[Start Excerpted records]
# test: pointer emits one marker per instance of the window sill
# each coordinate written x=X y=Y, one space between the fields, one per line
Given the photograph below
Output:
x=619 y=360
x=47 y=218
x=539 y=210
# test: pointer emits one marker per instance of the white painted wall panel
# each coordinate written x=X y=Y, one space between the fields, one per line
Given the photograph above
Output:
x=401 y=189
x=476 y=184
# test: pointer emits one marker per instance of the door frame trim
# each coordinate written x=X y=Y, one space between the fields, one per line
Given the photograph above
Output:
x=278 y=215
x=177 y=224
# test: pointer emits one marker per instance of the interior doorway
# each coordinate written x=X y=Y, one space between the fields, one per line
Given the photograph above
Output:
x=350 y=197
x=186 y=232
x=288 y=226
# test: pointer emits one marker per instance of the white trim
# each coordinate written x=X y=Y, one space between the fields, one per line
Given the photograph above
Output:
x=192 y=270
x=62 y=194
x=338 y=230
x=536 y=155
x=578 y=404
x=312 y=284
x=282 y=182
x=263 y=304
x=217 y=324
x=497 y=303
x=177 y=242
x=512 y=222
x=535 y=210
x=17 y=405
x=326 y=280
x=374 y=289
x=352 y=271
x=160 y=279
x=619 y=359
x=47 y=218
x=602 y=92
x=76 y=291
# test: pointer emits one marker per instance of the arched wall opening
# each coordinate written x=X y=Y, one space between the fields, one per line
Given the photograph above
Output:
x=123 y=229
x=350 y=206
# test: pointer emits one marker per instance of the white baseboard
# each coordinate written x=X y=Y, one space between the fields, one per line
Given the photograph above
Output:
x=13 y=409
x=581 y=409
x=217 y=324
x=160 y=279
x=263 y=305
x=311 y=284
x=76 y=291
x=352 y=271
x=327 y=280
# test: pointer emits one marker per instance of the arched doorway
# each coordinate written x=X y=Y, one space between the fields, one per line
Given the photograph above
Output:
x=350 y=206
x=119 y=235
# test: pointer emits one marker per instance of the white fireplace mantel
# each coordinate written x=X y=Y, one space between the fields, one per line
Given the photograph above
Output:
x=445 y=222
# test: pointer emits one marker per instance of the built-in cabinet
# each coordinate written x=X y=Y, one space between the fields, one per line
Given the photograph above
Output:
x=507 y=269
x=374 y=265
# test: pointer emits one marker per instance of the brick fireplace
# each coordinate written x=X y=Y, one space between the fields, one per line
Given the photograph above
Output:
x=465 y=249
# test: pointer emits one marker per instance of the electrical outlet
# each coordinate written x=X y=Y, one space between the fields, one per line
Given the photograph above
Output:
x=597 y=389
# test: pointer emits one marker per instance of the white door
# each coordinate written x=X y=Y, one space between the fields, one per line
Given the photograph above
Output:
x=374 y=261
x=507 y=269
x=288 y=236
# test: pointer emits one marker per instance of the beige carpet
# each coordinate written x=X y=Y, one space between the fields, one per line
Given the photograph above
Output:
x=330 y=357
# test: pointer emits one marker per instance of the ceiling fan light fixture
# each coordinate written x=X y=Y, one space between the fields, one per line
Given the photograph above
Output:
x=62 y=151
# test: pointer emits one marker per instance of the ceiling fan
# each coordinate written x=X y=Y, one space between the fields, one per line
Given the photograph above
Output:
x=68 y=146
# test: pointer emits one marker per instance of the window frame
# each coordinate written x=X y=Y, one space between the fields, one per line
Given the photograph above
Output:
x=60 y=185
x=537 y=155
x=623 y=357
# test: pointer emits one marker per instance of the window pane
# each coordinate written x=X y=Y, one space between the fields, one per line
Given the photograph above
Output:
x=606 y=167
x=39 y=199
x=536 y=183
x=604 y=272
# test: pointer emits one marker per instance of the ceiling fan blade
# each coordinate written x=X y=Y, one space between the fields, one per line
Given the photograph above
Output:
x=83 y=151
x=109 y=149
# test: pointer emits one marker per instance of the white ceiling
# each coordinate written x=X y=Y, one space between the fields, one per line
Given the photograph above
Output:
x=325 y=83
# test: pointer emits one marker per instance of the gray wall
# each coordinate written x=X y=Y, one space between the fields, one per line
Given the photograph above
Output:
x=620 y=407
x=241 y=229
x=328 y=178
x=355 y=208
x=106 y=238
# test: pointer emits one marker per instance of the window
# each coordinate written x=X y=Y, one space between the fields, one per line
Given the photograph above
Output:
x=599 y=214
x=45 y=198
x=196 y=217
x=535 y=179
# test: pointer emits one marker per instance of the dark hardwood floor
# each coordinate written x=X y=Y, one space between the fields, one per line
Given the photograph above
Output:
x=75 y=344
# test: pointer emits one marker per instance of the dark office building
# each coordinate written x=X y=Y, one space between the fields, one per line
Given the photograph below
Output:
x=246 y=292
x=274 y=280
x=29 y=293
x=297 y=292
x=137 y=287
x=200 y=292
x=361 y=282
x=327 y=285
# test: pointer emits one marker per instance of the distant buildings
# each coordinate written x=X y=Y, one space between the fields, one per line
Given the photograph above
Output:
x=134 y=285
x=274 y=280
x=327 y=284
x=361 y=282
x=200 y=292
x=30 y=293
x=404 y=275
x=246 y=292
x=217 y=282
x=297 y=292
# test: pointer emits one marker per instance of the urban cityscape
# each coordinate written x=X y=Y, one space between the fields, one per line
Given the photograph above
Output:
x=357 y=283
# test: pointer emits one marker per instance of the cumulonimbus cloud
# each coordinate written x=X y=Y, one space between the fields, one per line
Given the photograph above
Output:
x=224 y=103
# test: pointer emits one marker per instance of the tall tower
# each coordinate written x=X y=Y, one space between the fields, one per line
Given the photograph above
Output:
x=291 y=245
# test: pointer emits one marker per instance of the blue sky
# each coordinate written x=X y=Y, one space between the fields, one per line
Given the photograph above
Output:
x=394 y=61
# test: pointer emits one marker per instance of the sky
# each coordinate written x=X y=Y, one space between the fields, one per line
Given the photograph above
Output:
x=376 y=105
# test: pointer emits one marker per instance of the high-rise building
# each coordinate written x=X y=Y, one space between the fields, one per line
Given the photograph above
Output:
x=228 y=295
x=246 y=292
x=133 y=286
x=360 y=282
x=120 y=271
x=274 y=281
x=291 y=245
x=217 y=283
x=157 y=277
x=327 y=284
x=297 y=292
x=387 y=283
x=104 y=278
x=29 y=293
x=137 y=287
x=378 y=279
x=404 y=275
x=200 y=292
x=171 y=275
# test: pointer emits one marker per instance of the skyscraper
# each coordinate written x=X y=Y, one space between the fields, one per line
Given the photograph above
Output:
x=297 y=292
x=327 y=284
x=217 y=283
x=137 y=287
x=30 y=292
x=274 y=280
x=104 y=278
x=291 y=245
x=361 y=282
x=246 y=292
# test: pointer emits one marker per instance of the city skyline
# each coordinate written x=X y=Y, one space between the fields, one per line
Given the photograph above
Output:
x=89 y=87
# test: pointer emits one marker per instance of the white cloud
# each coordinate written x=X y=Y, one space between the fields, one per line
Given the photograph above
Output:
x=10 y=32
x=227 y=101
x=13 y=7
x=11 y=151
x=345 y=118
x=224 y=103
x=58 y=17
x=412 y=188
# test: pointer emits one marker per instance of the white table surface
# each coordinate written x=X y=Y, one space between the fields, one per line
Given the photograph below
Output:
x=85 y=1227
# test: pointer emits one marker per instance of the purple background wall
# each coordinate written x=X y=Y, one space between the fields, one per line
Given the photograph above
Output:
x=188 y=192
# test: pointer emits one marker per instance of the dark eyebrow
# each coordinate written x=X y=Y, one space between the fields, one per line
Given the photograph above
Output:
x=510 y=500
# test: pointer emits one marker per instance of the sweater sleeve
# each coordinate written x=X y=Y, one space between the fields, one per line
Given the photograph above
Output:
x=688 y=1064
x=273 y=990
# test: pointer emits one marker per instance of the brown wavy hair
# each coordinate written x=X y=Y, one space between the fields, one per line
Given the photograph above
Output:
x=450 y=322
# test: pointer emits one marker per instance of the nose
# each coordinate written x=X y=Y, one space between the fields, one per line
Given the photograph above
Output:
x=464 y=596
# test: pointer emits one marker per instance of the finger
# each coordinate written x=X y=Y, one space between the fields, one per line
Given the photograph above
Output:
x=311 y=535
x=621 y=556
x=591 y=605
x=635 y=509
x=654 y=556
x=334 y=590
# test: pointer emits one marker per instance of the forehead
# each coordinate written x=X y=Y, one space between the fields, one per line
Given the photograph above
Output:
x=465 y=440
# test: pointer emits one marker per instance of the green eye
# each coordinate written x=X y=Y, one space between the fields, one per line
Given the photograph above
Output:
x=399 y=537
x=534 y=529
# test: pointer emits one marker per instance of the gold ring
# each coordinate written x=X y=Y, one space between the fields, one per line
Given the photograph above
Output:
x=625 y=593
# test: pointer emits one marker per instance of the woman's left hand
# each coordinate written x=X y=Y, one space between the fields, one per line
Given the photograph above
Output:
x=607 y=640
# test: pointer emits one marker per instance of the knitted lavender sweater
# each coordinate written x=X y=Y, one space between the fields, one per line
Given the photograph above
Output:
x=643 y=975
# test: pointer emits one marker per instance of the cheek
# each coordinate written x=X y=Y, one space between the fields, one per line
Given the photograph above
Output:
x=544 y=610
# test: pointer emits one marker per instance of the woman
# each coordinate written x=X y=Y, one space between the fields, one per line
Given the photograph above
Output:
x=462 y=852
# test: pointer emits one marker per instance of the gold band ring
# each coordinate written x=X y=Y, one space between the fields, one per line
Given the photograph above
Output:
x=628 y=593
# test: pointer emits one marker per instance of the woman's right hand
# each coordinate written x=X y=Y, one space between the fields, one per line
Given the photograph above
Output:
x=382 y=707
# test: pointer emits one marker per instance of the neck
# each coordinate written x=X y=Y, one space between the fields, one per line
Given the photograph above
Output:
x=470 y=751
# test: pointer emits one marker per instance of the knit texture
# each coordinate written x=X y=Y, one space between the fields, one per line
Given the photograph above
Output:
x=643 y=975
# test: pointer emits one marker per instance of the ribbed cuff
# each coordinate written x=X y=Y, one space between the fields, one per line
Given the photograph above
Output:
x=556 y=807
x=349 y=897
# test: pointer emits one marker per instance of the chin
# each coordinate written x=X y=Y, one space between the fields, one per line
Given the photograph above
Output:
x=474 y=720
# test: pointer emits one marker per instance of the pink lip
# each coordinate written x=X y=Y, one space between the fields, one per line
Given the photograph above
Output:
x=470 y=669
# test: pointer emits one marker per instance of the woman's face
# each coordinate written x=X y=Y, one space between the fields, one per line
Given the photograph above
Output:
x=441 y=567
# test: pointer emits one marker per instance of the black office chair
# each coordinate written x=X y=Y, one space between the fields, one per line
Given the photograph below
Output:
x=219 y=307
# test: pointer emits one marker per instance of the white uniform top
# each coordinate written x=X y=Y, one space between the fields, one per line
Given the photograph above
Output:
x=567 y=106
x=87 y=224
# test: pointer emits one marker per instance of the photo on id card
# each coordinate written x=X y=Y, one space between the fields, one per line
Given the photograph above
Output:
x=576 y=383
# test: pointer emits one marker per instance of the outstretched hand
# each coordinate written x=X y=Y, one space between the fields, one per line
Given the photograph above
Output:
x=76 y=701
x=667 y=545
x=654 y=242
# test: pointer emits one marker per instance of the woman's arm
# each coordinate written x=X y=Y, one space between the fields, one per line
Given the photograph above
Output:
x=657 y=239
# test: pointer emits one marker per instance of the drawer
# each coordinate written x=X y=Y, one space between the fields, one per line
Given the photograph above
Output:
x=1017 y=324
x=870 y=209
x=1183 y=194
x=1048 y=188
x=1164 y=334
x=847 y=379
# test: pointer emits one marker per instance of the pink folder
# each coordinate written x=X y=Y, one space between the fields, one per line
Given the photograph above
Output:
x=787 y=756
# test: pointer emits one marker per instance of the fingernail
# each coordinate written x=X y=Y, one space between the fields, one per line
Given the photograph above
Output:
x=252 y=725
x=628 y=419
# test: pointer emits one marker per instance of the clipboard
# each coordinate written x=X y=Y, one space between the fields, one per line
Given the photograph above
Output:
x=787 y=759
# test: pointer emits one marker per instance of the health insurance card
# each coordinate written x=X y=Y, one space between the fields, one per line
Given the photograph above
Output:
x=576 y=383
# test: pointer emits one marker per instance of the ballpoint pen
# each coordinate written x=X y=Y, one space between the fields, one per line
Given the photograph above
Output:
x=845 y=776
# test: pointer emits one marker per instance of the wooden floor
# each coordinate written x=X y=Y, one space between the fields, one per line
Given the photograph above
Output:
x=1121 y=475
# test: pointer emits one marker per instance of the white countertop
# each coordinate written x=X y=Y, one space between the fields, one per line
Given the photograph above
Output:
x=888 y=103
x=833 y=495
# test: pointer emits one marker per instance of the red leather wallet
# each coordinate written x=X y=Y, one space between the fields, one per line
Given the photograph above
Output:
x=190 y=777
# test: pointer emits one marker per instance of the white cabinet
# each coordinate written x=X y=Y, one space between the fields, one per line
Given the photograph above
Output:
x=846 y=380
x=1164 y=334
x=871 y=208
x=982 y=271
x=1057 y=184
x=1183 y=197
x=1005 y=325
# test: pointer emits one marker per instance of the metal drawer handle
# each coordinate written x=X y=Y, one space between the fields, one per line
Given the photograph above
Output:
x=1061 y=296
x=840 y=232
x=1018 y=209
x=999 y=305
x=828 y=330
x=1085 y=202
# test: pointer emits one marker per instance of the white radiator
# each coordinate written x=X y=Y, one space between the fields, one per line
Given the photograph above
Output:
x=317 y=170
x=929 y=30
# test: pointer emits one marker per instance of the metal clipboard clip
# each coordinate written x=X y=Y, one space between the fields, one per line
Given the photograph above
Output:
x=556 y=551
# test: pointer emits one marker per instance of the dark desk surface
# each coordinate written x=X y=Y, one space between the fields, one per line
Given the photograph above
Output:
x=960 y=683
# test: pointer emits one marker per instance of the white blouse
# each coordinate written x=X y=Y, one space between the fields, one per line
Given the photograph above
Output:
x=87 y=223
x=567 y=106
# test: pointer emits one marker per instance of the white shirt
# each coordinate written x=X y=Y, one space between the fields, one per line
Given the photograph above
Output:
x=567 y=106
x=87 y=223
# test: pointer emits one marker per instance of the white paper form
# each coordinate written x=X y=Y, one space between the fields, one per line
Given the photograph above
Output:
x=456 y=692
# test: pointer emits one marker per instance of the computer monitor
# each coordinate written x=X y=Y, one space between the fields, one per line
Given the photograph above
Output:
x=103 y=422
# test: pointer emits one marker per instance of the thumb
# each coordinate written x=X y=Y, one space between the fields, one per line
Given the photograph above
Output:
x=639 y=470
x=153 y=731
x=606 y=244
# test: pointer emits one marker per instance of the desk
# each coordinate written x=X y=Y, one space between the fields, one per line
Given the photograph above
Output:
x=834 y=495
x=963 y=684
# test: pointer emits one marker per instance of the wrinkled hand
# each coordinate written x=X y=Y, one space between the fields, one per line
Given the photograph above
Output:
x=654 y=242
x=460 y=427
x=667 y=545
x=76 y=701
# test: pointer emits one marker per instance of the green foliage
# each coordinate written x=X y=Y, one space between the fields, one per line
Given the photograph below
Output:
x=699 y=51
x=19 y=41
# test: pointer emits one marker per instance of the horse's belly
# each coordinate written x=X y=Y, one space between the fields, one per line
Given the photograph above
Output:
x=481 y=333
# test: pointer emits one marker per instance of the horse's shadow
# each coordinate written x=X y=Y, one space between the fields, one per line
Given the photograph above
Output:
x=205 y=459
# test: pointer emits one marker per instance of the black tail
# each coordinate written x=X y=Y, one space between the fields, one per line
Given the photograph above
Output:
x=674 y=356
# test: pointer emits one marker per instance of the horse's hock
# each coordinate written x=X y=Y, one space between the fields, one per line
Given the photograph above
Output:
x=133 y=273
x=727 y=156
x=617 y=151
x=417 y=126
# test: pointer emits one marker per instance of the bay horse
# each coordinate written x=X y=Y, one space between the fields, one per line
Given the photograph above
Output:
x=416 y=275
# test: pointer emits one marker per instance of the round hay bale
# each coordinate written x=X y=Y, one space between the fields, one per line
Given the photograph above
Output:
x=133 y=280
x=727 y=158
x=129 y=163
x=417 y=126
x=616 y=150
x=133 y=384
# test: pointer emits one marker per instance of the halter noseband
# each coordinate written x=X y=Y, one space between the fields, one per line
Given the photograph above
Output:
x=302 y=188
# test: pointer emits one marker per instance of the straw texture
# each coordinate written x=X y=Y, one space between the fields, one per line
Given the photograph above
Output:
[End Excerpted records]
• What you will do: Reproduce word for word everything above from the line containing "the arched doorway" down to the line containing "x=445 y=222", with both of those lines included.

• Correct response:
# test: pointer emits one marker per instance of the arched doorway
# each coordinate written x=X y=Y, one space between the fields, one per line
Given the photograph above
Output:
x=350 y=206
x=119 y=235
# test: pointer emits one marker per instance of the white fireplace mantel
# each coordinate written x=X y=Y, one space between the fields, one per line
Given the photograph above
Output:
x=445 y=222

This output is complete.